START Page text

Newman Catholic football fans only got to pack the home field stands twice this season, but they saw history made nonetheless.
For the first time in at least 40 years, the Newman Catholic marching band performed at halftime of the team's games. The band made its premiere on Sept. 25 during the Knights' home opener against Lake Mills, and played again on Oct. 2, in the game against St. Ansgar.
A roar went up from the crowd when the band was introduced.
"Every time they moved, the crowd went wild," Newman Catholic band director Mary Kate Hines said. "Little things, like a lunge or a horn pop. I told the kids that it was going to be low-key marching band this year. We found out that their definition of low key and my definition are a little bit different. That is okay, because they saw that something as simple as lunging out or turning your instrument to the side makes a crowd go nuts."
In previous years, the band would sit in the stands and perform as a "pep band." But due to social distancing restrictions, and the safety of outdoor practices, Hines decided to revive the long-dormant marching band.
"Over the summer with all this COVID stuff, I was reading a lot of research of the studies they were doing in Colorado about the spread of aerosol and playing instruments," Hines said. "Consistently, they say that it's safer to be outside than inside. That is what made me think, 'we haven’t had a marching band here in a long time, but that is what made me decide, let’s give it a try this year.'"
Hines is not exactly sure when Newman Catholic last had a marching band, but fellow teachers tell her it has been at least 40 years.
Hines is in her second year teaching at Newman Catholic, and admits that the process of putting together a marching band has been stressful at times. As a young teacher, she has never taught marching band before, and was worried about things like being on the field at the right time.
There is a lot more that goes into marching band preparations than for pep band, with things like drill, marching coordination, and even what songs to choose, that would make for an entertaining show.
With all the COVID-19 health restrictions and guidelines, it has been a wild year for everyone, the Newman band included. While the new, on-field performances can be nerve-wracking, Hines is choosing to embrace the scare.
"That is something we’ve talked a lot about this quarter," Hines said. "It’s new, it’s changed. It's unexpected, and out of our comfort zone and scary, but how can we make still make it the best experience that we can, regardless of all the things against us?"
As a senior, band member Jacob Wolf said that he is proud to be a part of a group that is making school history.
"It’s been kind of a new experience, to say the least," Wolf said. "It’s kind of surprising that this is my senior year and this is the first time we’ve done something like this. It's a change, but it's a good new change all the same."
Judging by the team's energetic performances, and the crowd's reaction to their appearance, enthusiasm for the band is high. As a Class 1A school, the smaller number of students can make it more difficult to have a marching band, but the hope is that this time, the band is here to stay.
So far, the feedback from the athletes, fans, and administration has been extremely positive.
"I think its great having them able to perform at halftime of the football games," athletic director Alex Bohl said. "It brings a new dynamic to the night. Our fans enjoyed having them perform and we will look forward to seeing their progress for years to come."

END Page text
START Material provided

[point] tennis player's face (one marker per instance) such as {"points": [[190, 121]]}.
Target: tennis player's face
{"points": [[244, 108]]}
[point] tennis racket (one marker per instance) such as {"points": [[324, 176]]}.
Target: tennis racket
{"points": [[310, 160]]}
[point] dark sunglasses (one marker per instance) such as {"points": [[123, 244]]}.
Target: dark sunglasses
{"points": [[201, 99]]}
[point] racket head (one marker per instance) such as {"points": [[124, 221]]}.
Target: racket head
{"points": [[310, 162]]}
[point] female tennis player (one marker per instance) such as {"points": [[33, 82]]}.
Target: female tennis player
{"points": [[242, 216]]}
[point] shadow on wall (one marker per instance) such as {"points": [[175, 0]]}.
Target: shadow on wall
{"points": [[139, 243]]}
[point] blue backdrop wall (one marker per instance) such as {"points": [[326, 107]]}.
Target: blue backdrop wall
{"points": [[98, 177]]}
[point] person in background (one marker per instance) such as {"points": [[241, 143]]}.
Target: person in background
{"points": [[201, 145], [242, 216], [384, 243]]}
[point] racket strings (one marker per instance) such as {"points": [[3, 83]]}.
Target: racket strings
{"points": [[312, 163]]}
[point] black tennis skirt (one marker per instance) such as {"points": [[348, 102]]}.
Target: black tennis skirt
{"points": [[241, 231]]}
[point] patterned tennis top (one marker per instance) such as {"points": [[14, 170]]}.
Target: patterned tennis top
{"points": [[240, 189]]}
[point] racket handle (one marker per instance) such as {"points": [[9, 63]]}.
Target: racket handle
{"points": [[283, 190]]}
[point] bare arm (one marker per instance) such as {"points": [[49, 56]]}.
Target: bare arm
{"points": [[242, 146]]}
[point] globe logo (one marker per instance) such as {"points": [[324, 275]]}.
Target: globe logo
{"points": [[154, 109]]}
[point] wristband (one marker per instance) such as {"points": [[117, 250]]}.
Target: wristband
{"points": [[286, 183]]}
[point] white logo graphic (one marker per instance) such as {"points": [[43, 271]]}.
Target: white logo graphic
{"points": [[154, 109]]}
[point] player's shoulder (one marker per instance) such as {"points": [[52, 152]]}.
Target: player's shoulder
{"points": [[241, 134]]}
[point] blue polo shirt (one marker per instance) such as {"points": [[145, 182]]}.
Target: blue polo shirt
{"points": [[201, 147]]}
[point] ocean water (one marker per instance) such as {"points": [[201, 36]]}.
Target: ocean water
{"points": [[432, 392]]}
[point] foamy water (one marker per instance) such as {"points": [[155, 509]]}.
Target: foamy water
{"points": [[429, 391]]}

END Material provided

§ Directions for this task:
Answer from the article on the Newman Catholic marching band:
(a) Which two opponents did the Knights face in the games where the band performed?
(b) How did the band perform in previous years?
(c) What class of school is Newman Catholic?

§ Exercise response:
(a) Lake Mills on Sept. 25 and St. Ansgar on Oct. 2.
(b) It sat in the stands and played as a "pep band."
(c) Class 1A.